* **Requirements**:
1 - List the parts that the poster in the Flo-Cycle thread asks about his chances of finding.
2 - According to the Flo-Cycle thread, what price did the poster pay for the bike?
3 - Resume the Flo-Cycle thread, starting right after its final sentence.

* **Document excerpt**:
━━━

# 3-Speed Silver King Flo-Cycle???



## Brian R. (Nov 11, 2015)

I picked this up yesterday for $200 from a woman who rode it around Toronto, Canada (where I live) for the past 30 years. From what I saw in her garage I think it was her only bike. I've been reading the other Flo-Cycle threads to bring myself up to speed but still have many questions. Here is what I can describe about mine: round handlebars and fork stays; brace behind seatpost; fat rear fender stays; a slimmer rear reflector than I've seen on other Flo-Cycles; no kickstand; non-original saddle, broken speedometer; missing light; front tire is Made-in-USA Allstate (original tire?). And, most curiously, it has a 3-speed Sturmey Archer rear hub with internal brake - hand activated, not coaster-brake. The hub is asymmetrical so the left side spokes are shorter than the right. In all photos I've seen in various searches of Flo-Cycles, I've never seen one with a 3-speed cable. The woman I bought it from said she never changed anything on the bike. It's exactly as she bought it used 30 years ago. The rear rim matches the front rim, and both have the same amount of corrosion, which leads me to believe the rear hub was either sold new from Monark, or a dealer upgrade when new.

So here are my questions: Can anyone comment on why mine has a 3-speed hub, could it be a "Canadian model"? Is my bike a 1936 or 1937 model (or if you prefer, early production vs late production)? When did Monark stop making the Flo-Cycle? About how many were made and how many survive? Why does mine have a slimmer rear reflector than other Flo-Cycles? Where did the speedometer cable attach to the bike to measure speed? And finally, what are my chances of finding a streamlined saddle, correct speedometer, and correct headlight? Where is the best place to search for those parts? Thanks. Brian R. in Toronto.

━━━

* **Extracted material**:
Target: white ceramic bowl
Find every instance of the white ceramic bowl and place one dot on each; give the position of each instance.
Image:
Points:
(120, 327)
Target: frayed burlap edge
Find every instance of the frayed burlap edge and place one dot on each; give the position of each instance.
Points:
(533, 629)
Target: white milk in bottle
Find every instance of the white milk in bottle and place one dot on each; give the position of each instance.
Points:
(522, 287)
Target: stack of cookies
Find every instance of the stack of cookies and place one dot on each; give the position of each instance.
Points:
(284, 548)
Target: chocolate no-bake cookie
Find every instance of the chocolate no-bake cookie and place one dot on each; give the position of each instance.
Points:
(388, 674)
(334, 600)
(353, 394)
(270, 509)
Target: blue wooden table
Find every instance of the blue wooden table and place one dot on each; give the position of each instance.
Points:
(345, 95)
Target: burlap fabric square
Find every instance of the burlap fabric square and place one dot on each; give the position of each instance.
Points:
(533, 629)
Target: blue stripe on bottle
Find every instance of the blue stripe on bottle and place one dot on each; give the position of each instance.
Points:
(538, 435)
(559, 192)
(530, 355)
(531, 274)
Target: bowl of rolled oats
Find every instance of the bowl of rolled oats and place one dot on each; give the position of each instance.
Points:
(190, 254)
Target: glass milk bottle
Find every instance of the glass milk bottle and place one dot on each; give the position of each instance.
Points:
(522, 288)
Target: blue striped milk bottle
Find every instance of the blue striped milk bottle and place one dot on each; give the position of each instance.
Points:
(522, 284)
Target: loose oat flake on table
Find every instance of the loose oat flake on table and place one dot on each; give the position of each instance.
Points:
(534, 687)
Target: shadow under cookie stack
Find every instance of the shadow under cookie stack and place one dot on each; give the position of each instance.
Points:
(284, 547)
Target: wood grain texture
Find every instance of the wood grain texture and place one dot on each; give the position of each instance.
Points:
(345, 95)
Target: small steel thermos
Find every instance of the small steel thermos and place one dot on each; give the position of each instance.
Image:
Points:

━━━

* **Exercise answers**:
1 -
- A streamlined saddle
- A correct speedometer
- A correct headlight

2 - $200.

3 -
----------



## fordmike65 (Nov 11, 2015)

WOW


----------



## larock65 (Nov 11, 2015)

Great find!


----------



## catfish (Nov 11, 2015)

Very nice find! Looks like someone customized it in the 70s. Most likely a bike shop.


----------



## SirMike1983 (Nov 11, 2015)

That 3-speed rig looks early 1970s era to me from the clear plastic panel shifter you have.  The brake lever looks like a 1960s era Raleigh type. I think it would benefit from a little older style of shifter (metal faced type from the 1950s would work nicely). The frame design is great, and the drum on the back is a nice touch. The hub is probably a model AB and should have a date code on its shell. That would tell you the date of the customization. I'd clean and lube up this bike, and maybe get a little older (non-plastic face) shifter for it, then ride it. I prefer the Sturmey Archer hub over the single speed for riding purposes.


----------



## jkent (Nov 11, 2015)

The speedometer went through the hole in the truss rod on the left side and came back out down close to the front hub where it would have had the speedometer drive unit on the front wheel.
And if it was me I would try to reuse / rebuild the speedometer that is there.
I'm sure I don't have to tell you how good of a deal you got on that bike. Very desirable bike indeed.
If you do some research you will probably find that these bikes like other Silver Kings had issues with the frame cracking. This happens when to much weight was put on the bike like 2 kids at the same time as one would probably stand on the back somehow. or jumping the bike or dropping the bike on the ground and not using the kick stand. They did have problems, And were not built for strength but more for a very stream line look. and to be different 
(all aluminum). I could only dream of finding a flo cycle for $200.
Just the speedometer stem is worth twice that much. I'm very jealous.
JKent


----------



## rickyd (Nov 11, 2015)

Congratulations very nice bike with interesting history.


----------



## THEGOLDENGREEK (Nov 11, 2015)

Very cool ass find there enjoy it!!


----------



## bikewhorder (Nov 11, 2015)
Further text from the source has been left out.